▶ MATERIAL SUPPLIED:
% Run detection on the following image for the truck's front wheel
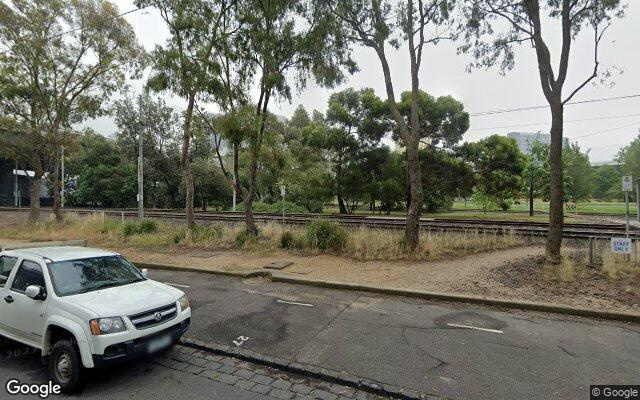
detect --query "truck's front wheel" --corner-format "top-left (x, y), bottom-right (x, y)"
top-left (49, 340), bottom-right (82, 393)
...
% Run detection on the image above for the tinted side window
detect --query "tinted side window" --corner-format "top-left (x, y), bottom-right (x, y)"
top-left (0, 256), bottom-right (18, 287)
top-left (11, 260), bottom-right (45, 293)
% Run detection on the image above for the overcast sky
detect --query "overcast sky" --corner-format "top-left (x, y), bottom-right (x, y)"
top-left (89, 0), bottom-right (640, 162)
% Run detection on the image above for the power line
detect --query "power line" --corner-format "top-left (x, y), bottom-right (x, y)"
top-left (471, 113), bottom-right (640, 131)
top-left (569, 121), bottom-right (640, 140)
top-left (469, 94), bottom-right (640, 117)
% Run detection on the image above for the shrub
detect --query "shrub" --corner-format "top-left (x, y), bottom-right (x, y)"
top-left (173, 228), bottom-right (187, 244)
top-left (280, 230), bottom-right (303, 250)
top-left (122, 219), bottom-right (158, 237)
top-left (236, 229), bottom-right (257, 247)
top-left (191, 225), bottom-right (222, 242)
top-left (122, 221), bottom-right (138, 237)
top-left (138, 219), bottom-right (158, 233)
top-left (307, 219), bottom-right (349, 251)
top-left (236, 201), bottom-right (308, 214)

▶ AIM:
Copy the lines word for word, starting at the line that contains "for the shrub" and ending at the line that contains "top-left (236, 201), bottom-right (308, 214)", with both of those lines included.

▶ THE OUTPUT:
% Run detection on the image above for the shrub
detect --query "shrub" --corner-format "top-left (x, y), bottom-right (x, y)"
top-left (173, 228), bottom-right (187, 244)
top-left (280, 230), bottom-right (303, 250)
top-left (122, 219), bottom-right (158, 237)
top-left (236, 229), bottom-right (257, 247)
top-left (191, 225), bottom-right (222, 242)
top-left (122, 221), bottom-right (138, 237)
top-left (138, 219), bottom-right (158, 233)
top-left (307, 219), bottom-right (349, 251)
top-left (236, 201), bottom-right (308, 214)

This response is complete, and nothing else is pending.